- Opening Delimiter -
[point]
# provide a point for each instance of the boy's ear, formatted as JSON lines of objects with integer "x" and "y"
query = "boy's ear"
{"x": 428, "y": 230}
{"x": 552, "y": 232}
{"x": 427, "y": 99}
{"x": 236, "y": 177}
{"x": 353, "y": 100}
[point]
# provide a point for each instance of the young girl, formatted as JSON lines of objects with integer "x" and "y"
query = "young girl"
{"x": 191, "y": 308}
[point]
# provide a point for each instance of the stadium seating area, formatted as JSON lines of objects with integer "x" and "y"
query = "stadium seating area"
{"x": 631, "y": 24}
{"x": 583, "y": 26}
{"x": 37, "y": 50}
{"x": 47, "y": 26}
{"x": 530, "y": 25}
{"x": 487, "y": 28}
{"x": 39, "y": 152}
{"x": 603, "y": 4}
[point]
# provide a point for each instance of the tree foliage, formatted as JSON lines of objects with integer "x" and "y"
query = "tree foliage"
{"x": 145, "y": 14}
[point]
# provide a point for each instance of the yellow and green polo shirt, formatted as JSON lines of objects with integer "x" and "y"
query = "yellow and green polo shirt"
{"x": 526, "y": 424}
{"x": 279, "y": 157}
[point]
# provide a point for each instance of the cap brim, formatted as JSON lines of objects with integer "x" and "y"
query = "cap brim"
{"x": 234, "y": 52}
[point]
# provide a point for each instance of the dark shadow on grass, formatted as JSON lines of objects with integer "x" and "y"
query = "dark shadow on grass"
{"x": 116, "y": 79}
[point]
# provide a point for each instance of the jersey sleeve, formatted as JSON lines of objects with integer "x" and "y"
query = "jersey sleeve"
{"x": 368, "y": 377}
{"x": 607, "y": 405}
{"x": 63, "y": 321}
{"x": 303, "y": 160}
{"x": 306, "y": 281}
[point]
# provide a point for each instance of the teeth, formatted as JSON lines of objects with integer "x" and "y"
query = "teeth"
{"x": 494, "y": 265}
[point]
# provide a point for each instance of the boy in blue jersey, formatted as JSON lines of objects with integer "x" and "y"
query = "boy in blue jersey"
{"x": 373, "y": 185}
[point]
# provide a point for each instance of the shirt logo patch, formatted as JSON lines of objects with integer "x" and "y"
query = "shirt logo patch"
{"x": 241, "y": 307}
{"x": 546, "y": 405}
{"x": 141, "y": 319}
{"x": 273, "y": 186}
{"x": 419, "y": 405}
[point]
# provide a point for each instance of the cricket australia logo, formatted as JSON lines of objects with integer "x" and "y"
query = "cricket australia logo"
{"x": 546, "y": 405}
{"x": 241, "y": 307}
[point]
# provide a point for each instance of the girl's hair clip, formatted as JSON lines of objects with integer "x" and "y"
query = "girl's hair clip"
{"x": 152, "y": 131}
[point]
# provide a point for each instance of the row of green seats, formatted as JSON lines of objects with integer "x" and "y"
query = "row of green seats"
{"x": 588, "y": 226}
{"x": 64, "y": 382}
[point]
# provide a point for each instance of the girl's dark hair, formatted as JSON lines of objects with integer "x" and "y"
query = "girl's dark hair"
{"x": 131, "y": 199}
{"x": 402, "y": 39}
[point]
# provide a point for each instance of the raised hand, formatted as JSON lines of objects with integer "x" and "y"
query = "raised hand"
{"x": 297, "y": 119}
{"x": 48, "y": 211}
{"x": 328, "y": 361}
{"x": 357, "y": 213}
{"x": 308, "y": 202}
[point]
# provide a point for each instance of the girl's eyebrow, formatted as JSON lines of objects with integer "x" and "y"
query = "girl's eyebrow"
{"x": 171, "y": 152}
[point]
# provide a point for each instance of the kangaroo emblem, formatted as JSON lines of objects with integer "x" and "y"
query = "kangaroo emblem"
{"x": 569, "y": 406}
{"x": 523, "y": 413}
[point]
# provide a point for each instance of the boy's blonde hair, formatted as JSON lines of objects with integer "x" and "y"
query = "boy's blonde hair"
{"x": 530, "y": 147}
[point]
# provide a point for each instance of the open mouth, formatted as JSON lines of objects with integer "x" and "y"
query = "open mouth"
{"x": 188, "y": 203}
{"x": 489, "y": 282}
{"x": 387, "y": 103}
- Closing Delimiter -
EXERCISE PROMPT
Please write the listing out again, matching each line exactly.

ANSWER TO THIS TASK
[point]
# provide a point for each instance of the boy's ear, formatted as JSON lines of objects with integer "x" and "y"
query = "boy's ear"
{"x": 428, "y": 230}
{"x": 552, "y": 232}
{"x": 427, "y": 99}
{"x": 236, "y": 177}
{"x": 353, "y": 100}
[point]
# provide a point for each instance of the young girl, formatted as JSON lines of objects with integer "x" and "y"
query = "young girl"
{"x": 191, "y": 308}
[point]
# provide a point for each instance of the stadium seating area, formatted as JSON lines of objects with integer "x" and "y"
query = "stadium seating area"
{"x": 631, "y": 24}
{"x": 583, "y": 26}
{"x": 37, "y": 50}
{"x": 47, "y": 26}
{"x": 530, "y": 25}
{"x": 487, "y": 28}
{"x": 39, "y": 152}
{"x": 603, "y": 4}
[point]
# provide a point for each instance of the tree foliage, formatted as JSON lines of objects with integer "x" and "y"
query = "tree foliage"
{"x": 145, "y": 14}
[point]
# provide a point for each instance of the yellow and green polo shirt, formatted as JSON lines of objects with integer "x" and "y"
query = "yellow and green polo shirt"
{"x": 526, "y": 424}
{"x": 279, "y": 157}
[point]
# provide a point for each instance of the cap brim, formatted as JSON lines of objects with integer "x" and "y"
query = "cap brim"
{"x": 234, "y": 52}
[point]
# provide a point for each instance of the dark shadow on grass, formatted as JSON lines of objects with integer "x" and "y"
query = "dark shadow on grass"
{"x": 116, "y": 79}
[point]
# provide a point for each instance of the jersey sleeve, formatted as JSON lines of objects with integer "x" and "y"
query = "jersey sleeve"
{"x": 368, "y": 377}
{"x": 607, "y": 405}
{"x": 63, "y": 321}
{"x": 303, "y": 160}
{"x": 306, "y": 281}
[point]
# provide a point for each instance of the teeth, formatted as JSON lines of objects with integer "x" and "y"
query = "teeth"
{"x": 494, "y": 265}
[point]
# provide a point for each instance of the boy in blue jersey, formatted as JSON lines of objects with integer "x" and "y"
query = "boy in blue jersey"
{"x": 373, "y": 185}
[point]
# provide a point for each instance of the shirt logo patch, formatted as JSON lines of objects with integer "x" and "y"
query = "shirt logo patch"
{"x": 241, "y": 307}
{"x": 546, "y": 405}
{"x": 141, "y": 319}
{"x": 273, "y": 186}
{"x": 419, "y": 405}
[point]
# provide a point for each instance of the cricket australia logo, formatted as JSON lines of objects with integer "x" and "y"
query = "cricket australia logo"
{"x": 546, "y": 405}
{"x": 241, "y": 307}
[point]
# provide a point for each instance of the girl's hair clip, formatted as JSON lines of objects with integer "x" and "y"
query = "girl's hair clip"
{"x": 152, "y": 131}
[point]
# provide a point for each instance of the row of green seats, formatted as JSON lines of objects with integer "x" and "y"
query = "row of green seats"
{"x": 588, "y": 226}
{"x": 64, "y": 382}
[point]
# provide a point for each instance of the girl's dark hair, formatted as JSON lines of objects with integer "x" and "y"
query = "girl's dark hair"
{"x": 131, "y": 199}
{"x": 402, "y": 39}
[point]
# provide a point for each instance of the raised hand, formatted as JSON lines of objects with integer "x" and "y"
query = "raised hand"
{"x": 297, "y": 119}
{"x": 48, "y": 211}
{"x": 328, "y": 361}
{"x": 357, "y": 213}
{"x": 308, "y": 202}
[point]
# provide a point for each instance of the girl's eyebrow, formatted as JSON lines of objects with integer "x" and "y"
query = "girl's eyebrow"
{"x": 171, "y": 152}
[point]
# provide a point for each instance of the kangaroo emblem, formatted as JSON lines of objects with integer "x" and "y"
query = "kangaroo emblem"
{"x": 569, "y": 406}
{"x": 523, "y": 413}
[point]
# provide a point for each instance of the boy's blonde hair, formatted as JSON lines of objects with integer "x" and "y"
query = "boy's blonde hair"
{"x": 530, "y": 147}
[point]
# provide a point for each instance of the open mouth, formatted as JSON lines of objects with integer "x" and "y"
query = "open mouth"
{"x": 188, "y": 203}
{"x": 489, "y": 282}
{"x": 387, "y": 103}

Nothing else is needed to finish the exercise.